• _Task details_
Transcribe all records exactly.

==== Supplied material ====

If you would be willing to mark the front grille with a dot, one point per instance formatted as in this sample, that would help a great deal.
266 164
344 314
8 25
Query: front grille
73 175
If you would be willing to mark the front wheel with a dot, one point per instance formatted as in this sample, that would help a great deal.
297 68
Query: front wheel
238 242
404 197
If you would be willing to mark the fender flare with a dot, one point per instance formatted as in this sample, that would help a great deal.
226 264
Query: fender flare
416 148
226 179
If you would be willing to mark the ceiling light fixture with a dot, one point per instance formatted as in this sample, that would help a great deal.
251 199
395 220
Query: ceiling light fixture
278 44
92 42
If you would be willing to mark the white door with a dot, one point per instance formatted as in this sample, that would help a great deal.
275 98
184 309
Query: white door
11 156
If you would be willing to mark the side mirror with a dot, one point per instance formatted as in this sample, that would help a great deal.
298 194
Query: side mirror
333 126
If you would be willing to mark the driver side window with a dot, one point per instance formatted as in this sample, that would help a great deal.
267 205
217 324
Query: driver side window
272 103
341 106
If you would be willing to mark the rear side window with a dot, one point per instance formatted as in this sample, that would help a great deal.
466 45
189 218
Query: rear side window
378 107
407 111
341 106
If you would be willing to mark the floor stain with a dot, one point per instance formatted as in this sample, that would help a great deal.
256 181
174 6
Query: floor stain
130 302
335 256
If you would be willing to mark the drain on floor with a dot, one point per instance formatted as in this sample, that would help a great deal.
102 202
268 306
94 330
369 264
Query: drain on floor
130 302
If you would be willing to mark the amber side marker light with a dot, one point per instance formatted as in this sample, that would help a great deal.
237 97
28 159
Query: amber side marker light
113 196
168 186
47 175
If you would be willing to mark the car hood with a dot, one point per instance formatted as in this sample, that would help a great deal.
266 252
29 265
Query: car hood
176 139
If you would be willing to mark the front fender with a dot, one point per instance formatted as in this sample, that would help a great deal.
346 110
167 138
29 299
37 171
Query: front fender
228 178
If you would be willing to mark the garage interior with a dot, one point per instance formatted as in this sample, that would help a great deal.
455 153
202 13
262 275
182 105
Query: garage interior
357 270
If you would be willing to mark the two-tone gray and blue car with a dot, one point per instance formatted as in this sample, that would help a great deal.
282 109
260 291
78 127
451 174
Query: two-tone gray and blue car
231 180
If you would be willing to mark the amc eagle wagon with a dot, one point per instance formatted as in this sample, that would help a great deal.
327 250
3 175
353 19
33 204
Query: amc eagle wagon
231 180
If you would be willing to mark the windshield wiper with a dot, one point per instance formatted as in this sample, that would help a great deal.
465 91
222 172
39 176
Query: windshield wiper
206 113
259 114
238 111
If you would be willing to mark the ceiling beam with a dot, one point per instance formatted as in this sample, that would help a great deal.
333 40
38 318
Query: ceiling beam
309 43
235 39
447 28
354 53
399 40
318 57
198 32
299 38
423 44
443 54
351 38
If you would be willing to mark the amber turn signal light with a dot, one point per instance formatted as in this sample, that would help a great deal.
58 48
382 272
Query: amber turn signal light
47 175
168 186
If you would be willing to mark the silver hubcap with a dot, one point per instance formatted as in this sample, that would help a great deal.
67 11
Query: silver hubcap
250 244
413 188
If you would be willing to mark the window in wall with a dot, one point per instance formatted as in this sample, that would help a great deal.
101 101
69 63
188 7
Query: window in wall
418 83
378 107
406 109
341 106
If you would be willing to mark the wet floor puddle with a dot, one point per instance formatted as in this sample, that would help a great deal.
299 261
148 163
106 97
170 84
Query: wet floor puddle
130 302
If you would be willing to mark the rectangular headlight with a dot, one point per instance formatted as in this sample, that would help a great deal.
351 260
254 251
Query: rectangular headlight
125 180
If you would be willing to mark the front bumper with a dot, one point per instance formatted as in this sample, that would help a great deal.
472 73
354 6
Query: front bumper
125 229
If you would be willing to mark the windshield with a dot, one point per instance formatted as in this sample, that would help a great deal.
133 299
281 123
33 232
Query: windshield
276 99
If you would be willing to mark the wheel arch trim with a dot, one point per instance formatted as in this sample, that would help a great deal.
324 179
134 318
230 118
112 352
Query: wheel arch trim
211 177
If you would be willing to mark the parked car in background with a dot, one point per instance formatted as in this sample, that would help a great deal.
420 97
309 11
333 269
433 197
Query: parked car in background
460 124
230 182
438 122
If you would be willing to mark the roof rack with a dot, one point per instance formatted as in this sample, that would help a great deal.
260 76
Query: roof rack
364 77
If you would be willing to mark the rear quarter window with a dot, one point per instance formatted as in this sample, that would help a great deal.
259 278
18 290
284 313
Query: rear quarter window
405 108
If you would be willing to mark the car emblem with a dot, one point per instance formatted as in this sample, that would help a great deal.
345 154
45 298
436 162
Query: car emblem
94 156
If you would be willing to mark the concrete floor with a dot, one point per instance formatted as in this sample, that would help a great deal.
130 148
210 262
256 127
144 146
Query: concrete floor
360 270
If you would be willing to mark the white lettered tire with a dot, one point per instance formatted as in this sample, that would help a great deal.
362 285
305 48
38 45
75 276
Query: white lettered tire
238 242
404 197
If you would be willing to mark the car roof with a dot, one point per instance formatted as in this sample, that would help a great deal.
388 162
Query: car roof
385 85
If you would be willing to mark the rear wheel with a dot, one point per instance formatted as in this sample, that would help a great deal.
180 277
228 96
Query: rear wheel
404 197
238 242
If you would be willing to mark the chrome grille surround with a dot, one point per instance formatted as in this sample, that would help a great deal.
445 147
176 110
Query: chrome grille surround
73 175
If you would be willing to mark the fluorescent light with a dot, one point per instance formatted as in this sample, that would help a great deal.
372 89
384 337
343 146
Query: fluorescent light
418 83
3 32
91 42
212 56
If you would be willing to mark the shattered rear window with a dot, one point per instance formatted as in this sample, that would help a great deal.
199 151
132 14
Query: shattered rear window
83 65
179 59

====

• _Expected output_
If you would be willing to mark the front grille with a dot, one point per instance formatted as in this sample, that would help a great deal.
266 164
344 314
8 25
Query: front grille
73 175
If you would be willing to mark the front wheel with a dot, one point per instance formatted as in this sample, that would help a great deal.
297 68
Query: front wheel
238 242
404 197
If you would be willing to mark the fender flare with a dot, one point per instance formatted as in this sample, that would help a great deal.
226 264
Query: fender flare
416 148
226 179
If you would be willing to mark the ceiling light fixture with a dot, one point per instance formatted as in this sample, that would help a great deal.
251 199
395 220
Query: ceiling light fixture
278 44
92 42
If you would be willing to mark the white door with a dot, one point per instance formatted as in this sample, that would help a great deal.
275 98
184 309
Query: white door
11 156
If you would be willing to mark the side mirror with a dot, one point per instance formatted as in this sample, that would help a great deal.
298 194
Query: side mirror
333 126
If you would be willing to mark the driver side window with a dot, one point per instance formatted as in this sample, that would help a great deal.
267 205
217 324
Query: driver side window
272 103
341 106
If you would be willing to mark the rear side window with a dot, one point per instance formatted as in this sample, that would help a great deal.
466 45
189 218
Query: rear side window
378 107
407 111
341 106
If you would be willing to mark the floor stain with a dot, one point per instance formatted as in this sample, that would help a great deal.
256 181
174 6
Query: floor stain
130 302
335 256
If you would be willing to mark the drain on floor with a dot, one point per instance formatted as in this sample, that would help a great deal.
102 202
268 306
94 330
369 264
Query: drain on floor
130 302
If you would be willing to mark the amber side marker light with a dot, one point per instance formatted as in this sample, that would help a great deal.
237 97
28 159
Query: amber side marker light
113 196
168 186
47 175
If you would be willing to mark the car hood with a dot, one point per instance formatted as in this sample, that would help a great deal.
266 252
29 265
Query: car hood
176 139
If you would be willing to mark the front fender with a dot, one point per instance formatted as in this sample, that would help a great deal.
346 110
167 138
29 299
37 171
Query: front fender
228 178
If you would be willing to mark the garage interior with a dot, one point per instance formatted as in this sample, that would help a great deal.
455 153
202 13
262 275
182 105
Query: garage interior
357 270
If you would be willing to mark the two-tone gray and blue car with a dot, one point per instance formatted as in this sample, that would help a great deal.
282 109
260 291
78 127
451 174
Query: two-tone gray and blue car
231 180
If you would be willing to mark the amc eagle wagon with a dot, one point per instance formatted as in this sample, that would help a great deal.
327 250
3 175
353 19
33 204
Query: amc eagle wagon
231 180
If you would be willing to mark the windshield wiper with a dot, one point per instance formatted as in this sample, that would help a great deal.
465 91
222 172
39 176
Query: windshield wiper
206 113
259 114
238 111
If you would be willing to mark the ceiling beam with a dot, one point per instance formatted as in this sample, that would help a great deal.
333 40
38 318
Query: ceiling beam
309 43
235 39
447 28
354 53
399 40
318 57
198 32
299 38
423 44
443 54
351 38
If you would be willing to mark the amber turn signal light with a dot, one point per instance formatted as in this sample, that would help a great deal.
58 48
382 272
Query: amber turn signal light
47 175
168 186
If you would be willing to mark the silver hubcap with a dot, one point per instance formatted as in this sample, that would help a great deal.
67 11
Query: silver hubcap
250 244
413 188
If you would be willing to mark the window in wall with a dot, one point per instance formatted as in this sample, that would help a great deal.
101 101
69 63
188 7
Query: window in wall
418 83
378 107
406 109
341 106
If you would be willing to mark the wet floor puddle with a dot, one point per instance formatted as in this sample, that would help a great deal.
299 261
148 163
106 97
170 84
Query: wet floor puddle
130 302
If you would be willing to mark the rectangular headlight with a dot, one point per instance formatted as in this sample, that would help a great deal.
351 260
254 251
Query: rectangular headlight
125 180
If you would be willing to mark the front bumper with a dot, one point per instance formatted as in this sample, that would help a great deal.
472 73
354 6
Query: front bumper
125 229
If you would be willing to mark the windshield with a dot, one point per instance formatted as in this sample, that would help a great deal.
133 299
281 123
33 232
Query: windshield
276 99
If you would be willing to mark the wheel arch trim with a dot, one point per instance formatted as in this sample, that would help a great deal.
324 179
134 318
230 118
112 352
Query: wheel arch trim
211 177
If you would be willing to mark the parked car in background with a dot, one point per instance formatted as in this sample, that would help a great deal.
420 97
309 11
333 269
433 197
Query: parked car in background
460 124
230 182
438 122
If you would be willing to mark the roof rack with a dot, one point per instance formatted as in this sample, that would help a great deal.
260 76
Query: roof rack
364 77
If you would be willing to mark the rear quarter window with a dot, one point per instance formatted as in this sample, that would help a great deal.
259 278
18 290
284 313
Query: rear quarter window
405 108
If you would be willing to mark the car emblem with a dot, one point per instance formatted as in this sample, that would help a great deal.
345 154
45 298
436 162
Query: car emblem
94 156
If you would be willing to mark the concrete floor with a dot, one point per instance formatted as in this sample, that would help a great deal.
130 148
210 262
256 127
144 146
Query: concrete floor
360 270
If you would be willing to mark the white lettered tire with a dot, one point per instance formatted as in this sample, that would help a great deal.
362 285
305 48
38 45
75 276
Query: white lettered tire
238 242
404 197
If you would be willing to mark the car roof with a dot, one point per instance formatted as in this sample, that would help a great deal.
388 162
Query: car roof
385 85
If you would be willing to mark the rear wheel with a dot, one point per instance formatted as in this sample, that would help a great deal.
180 277
228 96
Query: rear wheel
404 197
238 242
If you would be willing to mark the chrome grille surround with a dot, one point per instance formatted as in this sample, that would help a great deal.
445 147
176 110
Query: chrome grille surround
73 175
If you would be willing to mark the fluorescent light with a dot, one point per instance formatted as in this sample, that would help a great deal.
372 89
384 337
343 146
Query: fluorescent light
418 83
3 32
91 42
212 56
If you would be willing to mark the shattered rear window with a dot, one point per instance formatted as in this sample, that would help a great deal.
199 151
132 14
Query: shattered rear window
83 65
179 59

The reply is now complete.